▶ _Excerpt provided_:

----------

Esteemed Contributor
Posts: 7,820
Registered: ‎05-15-2016

@Zaimee wrote:

@GenXmuse  I bought feta on Monday  with the intention of making a salad but the watermelon did not look good. Instead I made Greek shrimp with feta that DiAnne posted back in July. Delicious.


I posted onions because I had made a French Onion Chicken recipe last night very tasty.


 Hopefully, the watermelon will be fresh this week and I will try your recipe! Thx.

You're very welcome.  I made a French onion chicken recipe not too long ago and it was really good. I love French onion anything!





Esteemed Contributor
Posts: 7,820
Registered: ‎05-15-2016

Pea and Bok Choy Tacos


Healthy, vegetarian tacos with frozen peas, chopped bok choy, and hints of ginger, garlic, and lime.
Course Dinner, Main Course
Cuisine American, Asian, Mexican
Prep Time 5 minutes
Cook Time 10 minutes
Total Time 15 minutes
Servings 3 tacos
Calories 225kcal
Author Lizzie Streit, MS, RDN
  • 1 tbsp toasted sesame oil
  • 1 tbsp olive oil
  • 2 cloves garlic chopped or pressed, divided
  • 2 tsp fresh ginger chopped, divided
  • 2 cups bok choy stems and leaves chopped, about ~5 small heads baby bok choy
  • 1.5 cups frozen green peas
  • 1 tbsp soy sauce
  • 1/4 cup plain Greek yogurt or SOUR CREAM 
  • 1/2 lime juiced
  • 3 corn tortillas
  • Heat the sesame and olive oils in a large skillet over medium heat. Add 1 chopped garlic clove and 1 tsp of the chopped ginger, then add the chopped bok choy and frozen green peas. Cook, stirring occasionally until the veggies are tender, about 5-7 minutes. Add the soy sauce about halfway through the cooking time.
  • While the veggies are cooking, whisk together the plain yogurt, the other chopped garlic clove and 1 tsp of the chopped ginger, and lime juice. Warm the tortillas in a skillet over the stove and set aside Remove the veggie filling from heat and divide evenly among the three tortillas. Top with a dollop of the yogurt or. Sour cream sauce

 Next Ingredient: BROCCOLI 

Esteemed Contributor
Posts: 7,630
Registered: ‎03-26-2010


[ Edited ]

Fresh Vegetable Medley with Parmesan-Lemon Sauce


Vegetable Medley:


1 head cauliflower cut into 1" pieces

1 lb. fresh BROCCOLI (about 2 cups) cut into 1" flowerets

1 large carrot, cleaned and cut into sticks

1 small zucchini and/or small yellow squash, peeled and 

   thinly sliced


Using a 10" glass pie plate or microwave-safe dish, arrange cauliflower around outer edge.  Arrange BROCCOLI inside the cauliflower ring.  Place carrot sticks between BROCCOLI.  Put zucchini slices in center. 

Parmesan-Lemon Sauce:


1/2 stick of butter, melted

2 teaspoons lemon juice

1/4 teaspoon garlic powder

1/4 teaspoon onion powder

1 teaspoon dried basil

1/4 cup grated Parmesan cheese


Mix ingredients except for grated cheese in small bowl.  Pour over the vegetables.  Sprinkle with Parmesan cheese. Cover loosely with plastic wrap.  Microwave for 8-10 minutes on High.  Let stand a few minutes and serve.

----------

(Location identification entries)
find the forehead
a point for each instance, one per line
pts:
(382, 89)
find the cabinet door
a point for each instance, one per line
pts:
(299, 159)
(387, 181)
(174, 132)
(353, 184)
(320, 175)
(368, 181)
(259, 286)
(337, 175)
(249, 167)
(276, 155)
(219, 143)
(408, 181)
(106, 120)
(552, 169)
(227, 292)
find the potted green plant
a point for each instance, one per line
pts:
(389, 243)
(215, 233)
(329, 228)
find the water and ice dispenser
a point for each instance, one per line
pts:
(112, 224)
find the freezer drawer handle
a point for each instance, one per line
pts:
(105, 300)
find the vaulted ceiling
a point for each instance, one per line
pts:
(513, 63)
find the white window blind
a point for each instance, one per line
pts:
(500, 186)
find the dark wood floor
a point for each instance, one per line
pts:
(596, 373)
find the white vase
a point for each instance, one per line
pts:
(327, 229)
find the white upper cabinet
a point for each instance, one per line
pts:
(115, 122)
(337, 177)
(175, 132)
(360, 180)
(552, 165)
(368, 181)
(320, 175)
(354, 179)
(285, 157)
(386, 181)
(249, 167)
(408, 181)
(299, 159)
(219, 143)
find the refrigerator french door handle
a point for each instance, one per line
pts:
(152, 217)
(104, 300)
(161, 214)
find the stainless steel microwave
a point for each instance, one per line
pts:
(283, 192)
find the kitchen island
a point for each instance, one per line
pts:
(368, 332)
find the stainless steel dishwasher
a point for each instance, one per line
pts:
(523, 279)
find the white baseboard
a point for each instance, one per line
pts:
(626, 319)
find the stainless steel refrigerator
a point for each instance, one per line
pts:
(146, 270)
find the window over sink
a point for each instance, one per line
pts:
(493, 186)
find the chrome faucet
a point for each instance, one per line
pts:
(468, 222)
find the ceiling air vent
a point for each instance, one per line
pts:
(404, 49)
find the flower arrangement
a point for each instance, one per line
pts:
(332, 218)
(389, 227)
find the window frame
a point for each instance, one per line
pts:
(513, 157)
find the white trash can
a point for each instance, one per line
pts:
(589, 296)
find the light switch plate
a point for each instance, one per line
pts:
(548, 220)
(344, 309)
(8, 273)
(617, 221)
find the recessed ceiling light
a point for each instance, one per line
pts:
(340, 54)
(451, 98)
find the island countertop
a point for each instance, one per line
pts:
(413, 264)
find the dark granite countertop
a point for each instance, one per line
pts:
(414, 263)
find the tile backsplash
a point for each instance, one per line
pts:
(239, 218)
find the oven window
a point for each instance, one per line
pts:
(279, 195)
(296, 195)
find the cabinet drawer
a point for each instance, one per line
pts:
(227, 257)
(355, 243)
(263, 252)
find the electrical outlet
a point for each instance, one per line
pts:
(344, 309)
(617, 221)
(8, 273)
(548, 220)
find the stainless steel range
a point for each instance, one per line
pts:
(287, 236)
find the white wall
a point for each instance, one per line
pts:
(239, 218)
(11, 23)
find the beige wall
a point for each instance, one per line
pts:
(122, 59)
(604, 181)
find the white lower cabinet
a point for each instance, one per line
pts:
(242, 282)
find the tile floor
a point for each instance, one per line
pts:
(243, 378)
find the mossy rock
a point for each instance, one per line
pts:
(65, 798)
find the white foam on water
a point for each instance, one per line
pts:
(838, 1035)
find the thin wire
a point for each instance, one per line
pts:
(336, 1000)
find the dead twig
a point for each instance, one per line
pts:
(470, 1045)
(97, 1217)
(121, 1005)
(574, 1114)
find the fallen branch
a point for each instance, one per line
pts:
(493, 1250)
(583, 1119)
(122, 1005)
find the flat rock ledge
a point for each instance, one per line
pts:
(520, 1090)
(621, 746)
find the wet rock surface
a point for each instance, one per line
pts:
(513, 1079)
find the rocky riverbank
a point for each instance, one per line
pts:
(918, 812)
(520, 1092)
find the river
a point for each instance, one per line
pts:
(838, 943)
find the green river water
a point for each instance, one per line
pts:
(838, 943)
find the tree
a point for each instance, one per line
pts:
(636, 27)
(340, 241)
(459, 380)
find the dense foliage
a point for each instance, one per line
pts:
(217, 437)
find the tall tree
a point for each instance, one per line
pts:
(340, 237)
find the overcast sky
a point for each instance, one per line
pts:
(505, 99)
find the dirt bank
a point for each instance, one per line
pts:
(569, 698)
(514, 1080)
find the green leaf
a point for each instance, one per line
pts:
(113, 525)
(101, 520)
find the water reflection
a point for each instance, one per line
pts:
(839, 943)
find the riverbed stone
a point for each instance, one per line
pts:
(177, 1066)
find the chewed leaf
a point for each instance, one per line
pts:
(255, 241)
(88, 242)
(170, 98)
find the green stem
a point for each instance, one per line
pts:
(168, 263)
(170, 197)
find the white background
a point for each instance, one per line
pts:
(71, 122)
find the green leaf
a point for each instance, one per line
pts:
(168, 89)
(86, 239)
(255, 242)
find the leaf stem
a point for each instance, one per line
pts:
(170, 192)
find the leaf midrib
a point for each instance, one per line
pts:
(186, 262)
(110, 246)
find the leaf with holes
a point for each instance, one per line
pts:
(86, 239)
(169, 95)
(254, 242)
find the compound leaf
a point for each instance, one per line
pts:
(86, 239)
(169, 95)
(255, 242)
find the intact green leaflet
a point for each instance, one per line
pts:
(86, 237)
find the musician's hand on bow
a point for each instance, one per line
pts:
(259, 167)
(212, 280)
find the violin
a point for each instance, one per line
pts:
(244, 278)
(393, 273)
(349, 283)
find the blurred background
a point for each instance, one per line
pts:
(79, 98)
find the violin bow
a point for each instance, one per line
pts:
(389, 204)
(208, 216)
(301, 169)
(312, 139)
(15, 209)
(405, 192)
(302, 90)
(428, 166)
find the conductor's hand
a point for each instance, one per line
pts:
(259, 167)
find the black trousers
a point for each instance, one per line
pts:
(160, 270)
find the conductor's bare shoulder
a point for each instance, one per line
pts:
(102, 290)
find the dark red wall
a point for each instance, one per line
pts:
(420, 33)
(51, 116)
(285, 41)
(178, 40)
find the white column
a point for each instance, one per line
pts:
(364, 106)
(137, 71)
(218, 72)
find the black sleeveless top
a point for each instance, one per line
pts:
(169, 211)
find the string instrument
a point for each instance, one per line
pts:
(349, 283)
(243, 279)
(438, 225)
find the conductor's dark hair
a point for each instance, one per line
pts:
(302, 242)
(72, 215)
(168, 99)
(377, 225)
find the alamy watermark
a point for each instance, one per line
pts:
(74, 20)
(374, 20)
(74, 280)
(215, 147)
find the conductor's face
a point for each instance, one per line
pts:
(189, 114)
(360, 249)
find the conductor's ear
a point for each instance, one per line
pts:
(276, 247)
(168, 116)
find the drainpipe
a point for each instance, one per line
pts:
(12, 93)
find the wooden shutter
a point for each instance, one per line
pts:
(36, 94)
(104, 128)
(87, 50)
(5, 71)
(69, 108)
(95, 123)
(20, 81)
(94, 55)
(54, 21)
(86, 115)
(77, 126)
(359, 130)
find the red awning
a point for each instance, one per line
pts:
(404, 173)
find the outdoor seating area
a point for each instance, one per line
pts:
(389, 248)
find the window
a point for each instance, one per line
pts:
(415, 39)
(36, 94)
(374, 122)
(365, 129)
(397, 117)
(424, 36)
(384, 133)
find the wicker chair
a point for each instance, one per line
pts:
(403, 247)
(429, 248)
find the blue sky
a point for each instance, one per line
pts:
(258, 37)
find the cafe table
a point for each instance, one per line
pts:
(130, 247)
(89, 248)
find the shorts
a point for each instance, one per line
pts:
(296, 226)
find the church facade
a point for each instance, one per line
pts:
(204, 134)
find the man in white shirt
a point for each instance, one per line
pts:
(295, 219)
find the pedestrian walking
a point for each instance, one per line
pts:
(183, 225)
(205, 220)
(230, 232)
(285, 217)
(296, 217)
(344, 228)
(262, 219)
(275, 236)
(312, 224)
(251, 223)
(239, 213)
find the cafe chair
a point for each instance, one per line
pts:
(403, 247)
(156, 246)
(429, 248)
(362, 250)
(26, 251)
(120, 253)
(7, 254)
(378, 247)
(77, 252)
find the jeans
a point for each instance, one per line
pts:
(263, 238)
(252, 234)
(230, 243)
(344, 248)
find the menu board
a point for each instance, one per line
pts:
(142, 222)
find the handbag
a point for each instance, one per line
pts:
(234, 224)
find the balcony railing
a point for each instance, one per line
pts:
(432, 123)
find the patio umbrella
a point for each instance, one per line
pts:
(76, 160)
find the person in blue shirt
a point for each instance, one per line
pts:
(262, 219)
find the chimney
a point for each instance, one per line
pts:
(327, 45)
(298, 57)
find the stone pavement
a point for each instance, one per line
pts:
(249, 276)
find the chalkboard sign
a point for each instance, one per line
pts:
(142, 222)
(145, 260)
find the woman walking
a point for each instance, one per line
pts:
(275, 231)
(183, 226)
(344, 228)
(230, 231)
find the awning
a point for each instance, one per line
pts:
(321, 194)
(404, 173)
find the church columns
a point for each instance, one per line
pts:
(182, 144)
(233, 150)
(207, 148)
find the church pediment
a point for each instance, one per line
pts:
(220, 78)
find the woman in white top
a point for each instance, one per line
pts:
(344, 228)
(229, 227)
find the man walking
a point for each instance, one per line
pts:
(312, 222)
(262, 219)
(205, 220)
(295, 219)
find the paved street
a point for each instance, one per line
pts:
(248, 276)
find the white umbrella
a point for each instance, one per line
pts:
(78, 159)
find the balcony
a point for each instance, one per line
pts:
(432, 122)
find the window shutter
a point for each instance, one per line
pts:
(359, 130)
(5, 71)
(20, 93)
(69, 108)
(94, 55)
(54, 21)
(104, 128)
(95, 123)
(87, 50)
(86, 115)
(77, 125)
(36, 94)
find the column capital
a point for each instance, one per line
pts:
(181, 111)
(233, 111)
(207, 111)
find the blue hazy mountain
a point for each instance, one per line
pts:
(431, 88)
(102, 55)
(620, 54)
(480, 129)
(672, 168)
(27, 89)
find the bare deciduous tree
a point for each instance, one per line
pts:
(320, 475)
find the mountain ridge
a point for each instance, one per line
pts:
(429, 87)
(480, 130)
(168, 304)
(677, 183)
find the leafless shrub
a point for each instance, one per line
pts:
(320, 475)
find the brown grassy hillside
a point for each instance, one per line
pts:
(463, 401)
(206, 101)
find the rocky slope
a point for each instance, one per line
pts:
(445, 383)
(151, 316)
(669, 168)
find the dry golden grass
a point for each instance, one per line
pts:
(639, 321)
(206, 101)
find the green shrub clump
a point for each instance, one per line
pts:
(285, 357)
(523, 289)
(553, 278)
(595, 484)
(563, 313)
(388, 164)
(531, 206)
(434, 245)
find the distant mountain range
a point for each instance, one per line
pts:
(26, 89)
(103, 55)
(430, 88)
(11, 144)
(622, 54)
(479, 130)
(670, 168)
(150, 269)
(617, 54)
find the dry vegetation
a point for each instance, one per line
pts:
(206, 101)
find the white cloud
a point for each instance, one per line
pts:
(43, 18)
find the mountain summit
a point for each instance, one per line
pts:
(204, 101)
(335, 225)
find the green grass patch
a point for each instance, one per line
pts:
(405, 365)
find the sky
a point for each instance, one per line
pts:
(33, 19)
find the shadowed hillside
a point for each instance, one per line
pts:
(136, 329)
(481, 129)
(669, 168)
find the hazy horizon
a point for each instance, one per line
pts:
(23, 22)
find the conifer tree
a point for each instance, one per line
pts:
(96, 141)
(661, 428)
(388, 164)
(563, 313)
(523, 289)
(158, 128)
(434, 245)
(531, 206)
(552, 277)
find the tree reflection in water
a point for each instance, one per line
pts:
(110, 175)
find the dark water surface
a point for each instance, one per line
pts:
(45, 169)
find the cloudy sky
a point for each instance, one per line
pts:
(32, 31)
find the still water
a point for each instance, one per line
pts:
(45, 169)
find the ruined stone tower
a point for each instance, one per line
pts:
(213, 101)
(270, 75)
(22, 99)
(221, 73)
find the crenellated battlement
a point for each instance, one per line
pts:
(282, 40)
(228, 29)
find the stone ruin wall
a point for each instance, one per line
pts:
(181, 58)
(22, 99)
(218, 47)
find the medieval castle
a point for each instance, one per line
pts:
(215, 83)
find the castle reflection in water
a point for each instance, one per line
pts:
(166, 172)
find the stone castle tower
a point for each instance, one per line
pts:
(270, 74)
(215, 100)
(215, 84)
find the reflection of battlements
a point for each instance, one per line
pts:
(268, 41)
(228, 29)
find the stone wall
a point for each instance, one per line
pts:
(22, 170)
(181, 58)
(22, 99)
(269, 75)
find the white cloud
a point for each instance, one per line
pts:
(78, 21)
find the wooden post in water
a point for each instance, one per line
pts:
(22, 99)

----------

▶ _Things to do_:
(a) State whether each of the following statements agrees with the recipe thread, answering yes or no and quoting the deciding words: (i) the pea and bok choy tacos take 15 minutes in total; (ii) the Parmesan cheese is mixed with the other sauce ingredients before the sauce is poured over the vegetables; (iii) Zaimee used the feta bought on Monday to make a salad.
(b) Summarize the recipe thread in two sentences.
(c) Repeat everything in the recipe thread from "1/4 teaspoon garlic" down to "minutes and serve.".

▶ _Complete answers_:
(a)
(i) Yes: "Total Time 15 minutes"
(ii) No: "Mix ingredients except for grated cheese in small bowl."
(iii) No: "Instead I made Greek shrimp with feta that DiAnne posted back in July."

(b) In the recipe thread, forum members mention dishes they have made, including Greek shrimp with feta and a French onion chicken recipe. Two recipes follow: vegetarian pea and bok choy tacos with a yogurt or sour cream sauce, and a microwaved fresh vegetable medley with a Parmesan-lemon sauce.

(c)
1/4 teaspoon garlic powder

1/4 teaspoon onion powder

1 teaspoon dried basil

1/4 cup grated Parmesan cheese


Mix ingredients except for grated cheese in small bowl.  Pour over the vegetables.  Sprinkle with Parmesan cheese. Cover loosely with plastic wrap.  Microwave for 8-10 minutes on High.  Let stand a few minutes and serve.